Monday, April 16, 2012

An Open Letter to President Barack H. Obama, Constitutional Scholar

From: Kevin M.
Sent: April 16, 2012
To: undisclosed recipients
Subject: Fw: An Open Letter to President Barack H. Obama, Constitutional Scholar

| April 2, 2012 | Jeff Schreiber
President Barack H. Obama
Dear Mr. President,
Supposedly, you are some sort of constitutional scholar. At the very least, you can read, you can write, and despite being merely some sort of guest lecturer at the University of Chicago Law School, you once famously referred to yourself as a “Constitutional Law professor.”
Ringing a bell so far, Mr. President? Great.
While my Juris Doctor is from the Rutgers School of Law in Camden, New Jersey, and while Rutgers-Camden is hardly Harvard Law School, within the first three days of Constitutional Law class those who did not already know of and understand perhaps the single most important decision in the history of the United States Supreme Court were introduced to Marbury v. Madison.

In Marbury, the United States Supreme Court held that federal courts across our nation not only have the authority, but also the duty, to review the constitutionality of acts of Congress–including statutes and treaties–and to designate as void those acts of Congress which countermand the United States Constitution. The term you’re searching for between those flappy ears of yours, Mr. President, is “judicial review.” And, while it has been nearly two years since I opened up a Constitutional Law book and can now debate divorce and family law in South Carolina better than I can the Constitution, I recall enough from law school and bar exam study to know that the doctrine of “judicial review” is now settled law.

In other words, since the landmark Marbury decision came down from the Court you belittle as “unelected” in 1803, because of “judicial review,” federal courts in the United States of America have the power–and duty–to review laws passed by Congress, decide whether or not those laws either comport with our Constitution or countermand it, and either uphold those laws that pass constitutional muster or declare void those laws that do not.

Not a difficult concept, Mr. President. Not a difficult concept for a first-year law student at Rutgers-Camden, and certainly not a difficult concept for a Harvard Law grad who lectured on Constitutional Law at University of Chicago Law School and later went on to deceive a nation into crowning him president of the United States. This ain’t race-baiting or class warfare, Mr. President, but Marbury and judicial review should nonetheless certainly be in your wheelhouse.

● Entries shown
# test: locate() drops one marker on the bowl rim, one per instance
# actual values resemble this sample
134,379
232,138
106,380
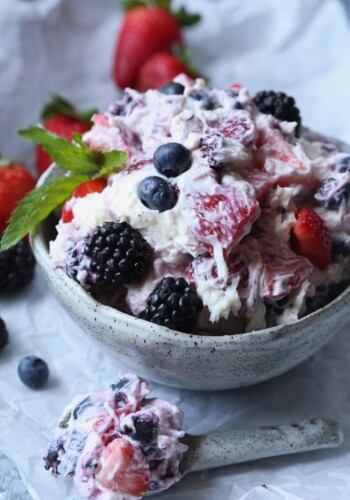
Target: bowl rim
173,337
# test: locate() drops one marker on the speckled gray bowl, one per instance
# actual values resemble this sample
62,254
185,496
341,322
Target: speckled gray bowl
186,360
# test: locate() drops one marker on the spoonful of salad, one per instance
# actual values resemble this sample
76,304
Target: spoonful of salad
--
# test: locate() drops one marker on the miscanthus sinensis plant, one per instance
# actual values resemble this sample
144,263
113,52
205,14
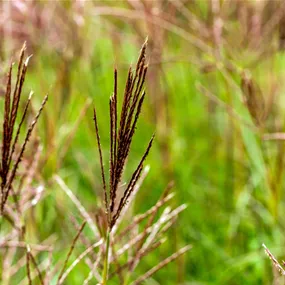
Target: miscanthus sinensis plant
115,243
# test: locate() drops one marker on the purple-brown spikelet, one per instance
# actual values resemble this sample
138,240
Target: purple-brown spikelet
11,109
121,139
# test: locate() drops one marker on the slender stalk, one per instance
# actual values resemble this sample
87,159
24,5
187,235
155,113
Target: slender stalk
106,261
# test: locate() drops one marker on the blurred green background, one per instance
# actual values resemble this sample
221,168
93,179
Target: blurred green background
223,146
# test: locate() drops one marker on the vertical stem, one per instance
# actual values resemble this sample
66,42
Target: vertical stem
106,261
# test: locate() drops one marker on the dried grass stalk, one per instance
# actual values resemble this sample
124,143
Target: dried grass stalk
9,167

● To do
**a.** Rewrite the paragraph of the open letter to President Obama that begins "In Marbury, the United States Supreme Court held" in a shorter form, keeping its main facts.
**b.** Do these statements agree with the open letter to President Obama? (i) The writer's law degree is from Harvard Law School. (ii) The Marbury decision came down in 1803. (iii) The writer says it has been nearly two years since opening a Constitutional Law book. Answer yes or no for each, quoting the deciding words.
**c.** Write the next part of the open letter to President Obama on judicial review, starting after its last sentence.

● The responses
**a.** In Marbury, the Supreme Court held that federal courts have both the authority and the duty to review whether acts of Congress, including statutes and treaties, are constitutional, and to declare void any that go against the Constitution. This is called "judicial review." The writer has not opened a Constitutional Law book in nearly two years and now knows South Carolina divorce and family law better than the Constitution. Even so, the writer remembers enough from law school and bar exam study to know that judicial review is settled law.

**b.**
(i) No: "my Juris Doctor is from the Rutgers School of Law in Camden, New Jersey"
(ii) Yes: "the landmark Marbury decision came down from the Court you belittle as “unelected” in 1803"
(iii) Yes: "it has been nearly two years since I opened up a Constitutional Law book"

**c.**
So, what’s the problem? Earlier today, according to Fox News and other sources,this apparently happened:
President Obama, employing his strongest language to date on the Supreme Court review of the federal health care overhaul, cautioned the court Monday against overturning the law — while repeatedly saying he’s “confident” it will be upheld.

The president spoke at length about the case at a joint press conference with the leaders of Mexico and Canada. The president, adopting what he described as the language of conservatives who fret about judicial activism, questioned how an “unelected group of people” could overturn a law approved by Congress.
“I’m confident that the Supreme Court will not take what would be an unprecedented, extraordinary step of overturning a law that was passed by a strong majority of a democratically elected Congress,” Obama said.
Those statements are so indicative of ignorance of not only Constitutional Law but basic civics that I don’t even know where to begin.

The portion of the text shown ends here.